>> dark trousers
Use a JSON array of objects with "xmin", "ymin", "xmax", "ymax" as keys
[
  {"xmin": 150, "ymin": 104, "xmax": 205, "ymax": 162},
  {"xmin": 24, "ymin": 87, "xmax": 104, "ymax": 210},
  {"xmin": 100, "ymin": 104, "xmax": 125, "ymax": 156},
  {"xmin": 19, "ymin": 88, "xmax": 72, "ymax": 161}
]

Aim of the task: Copy every record above word for word, keeping each line and character unchanged.

Output for this exercise:
>> dark trousers
Use a JSON array of objects with "xmin", "ymin", "xmax", "ymax" as keys
[
  {"xmin": 150, "ymin": 104, "xmax": 205, "ymax": 162},
  {"xmin": 24, "ymin": 87, "xmax": 104, "ymax": 210},
  {"xmin": 100, "ymin": 104, "xmax": 125, "ymax": 156},
  {"xmin": 19, "ymin": 88, "xmax": 72, "ymax": 161}
]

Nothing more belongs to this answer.